• [INSTRUCTIONS FOR THE TASK]: An exact transcription of every record is needed.

═══ RECORDS PROVIDED ═══

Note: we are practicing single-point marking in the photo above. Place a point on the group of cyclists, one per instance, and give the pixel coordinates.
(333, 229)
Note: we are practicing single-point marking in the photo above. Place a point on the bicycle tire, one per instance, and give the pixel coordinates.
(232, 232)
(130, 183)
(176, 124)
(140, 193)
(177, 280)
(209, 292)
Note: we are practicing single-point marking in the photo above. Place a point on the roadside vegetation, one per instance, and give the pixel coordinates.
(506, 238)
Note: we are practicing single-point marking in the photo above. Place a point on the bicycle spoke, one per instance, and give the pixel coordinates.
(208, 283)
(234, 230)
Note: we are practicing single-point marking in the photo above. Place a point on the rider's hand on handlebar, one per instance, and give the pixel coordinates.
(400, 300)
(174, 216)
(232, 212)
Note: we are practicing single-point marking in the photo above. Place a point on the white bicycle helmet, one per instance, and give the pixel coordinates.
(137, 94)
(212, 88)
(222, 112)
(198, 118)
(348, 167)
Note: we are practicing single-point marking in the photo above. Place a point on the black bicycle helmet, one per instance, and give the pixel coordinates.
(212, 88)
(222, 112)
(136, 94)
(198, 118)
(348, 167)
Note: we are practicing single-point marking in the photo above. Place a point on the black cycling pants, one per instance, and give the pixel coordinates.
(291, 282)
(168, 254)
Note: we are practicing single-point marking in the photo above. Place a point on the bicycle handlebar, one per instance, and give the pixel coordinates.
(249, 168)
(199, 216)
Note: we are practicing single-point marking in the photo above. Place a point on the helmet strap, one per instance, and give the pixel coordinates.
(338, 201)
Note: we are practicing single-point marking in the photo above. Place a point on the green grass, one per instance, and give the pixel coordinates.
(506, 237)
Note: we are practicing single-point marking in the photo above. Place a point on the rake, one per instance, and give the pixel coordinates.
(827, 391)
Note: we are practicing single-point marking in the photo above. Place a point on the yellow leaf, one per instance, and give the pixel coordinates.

═══

• [TASK RESULT]:
Note: we are practicing single-point marking in the photo above. Place a point on the group of cyclists, one per instance, and give the pixel coordinates.
(333, 229)
Note: we are practicing single-point marking in the photo above. Place a point on the bicycle tire, one per instance, and give the pixel coordinates.
(232, 232)
(130, 183)
(176, 124)
(140, 193)
(177, 280)
(209, 292)
Note: we are practicing single-point marking in the photo above. Place a point on the roadside vegetation, one per instance, and give the pixel coordinates.
(506, 238)
Note: we are practicing single-point marking in the photo above. Place a point on the bicycle spoke, one per instance, and give the pixel coordinates.
(208, 283)
(234, 230)
Note: we are practicing single-point marking in the photo above. Place a point on the rider's hand on handlebar, one per instance, and give the pixel coordinates.
(400, 300)
(174, 216)
(232, 212)
Note: we are practicing single-point marking in the photo above. Place a point on the white bicycle helmet, one per instance, and give the pixel coordinates.
(137, 94)
(212, 88)
(222, 112)
(198, 118)
(348, 167)
Note: we are practicing single-point marking in the photo above. Place a point on the black bicycle helmet, one per instance, and give the pixel coordinates.
(212, 88)
(222, 112)
(136, 94)
(198, 118)
(348, 167)
Note: we are practicing single-point marking in the photo above. Place a point on the black cycling pants, one per instance, and give the pixel coordinates.
(291, 282)
(168, 254)
Note: we are practicing single-point marking in the photo above. Place a point on the bicycle handlebar, one per instance, and give the pixel coordinates.
(249, 168)
(199, 216)
Note: we are practicing single-point marking in the photo above. Place a point on the helmet strap, one per instance, and give the pixel coordinates.
(338, 201)
Note: we are practicing single-point marking in the photo above. Place a point on the green grass, one per instance, and give the pixel coordinates.
(506, 237)
Note: we are practicing single-point marking in the photo above. Place a point on the rake, one per instance, and give the pixel coordinates.
(827, 391)
Note: we are practicing single-point marking in the photo above. Place a point on the yellow leaf, one per instance, and give the pixel coordinates.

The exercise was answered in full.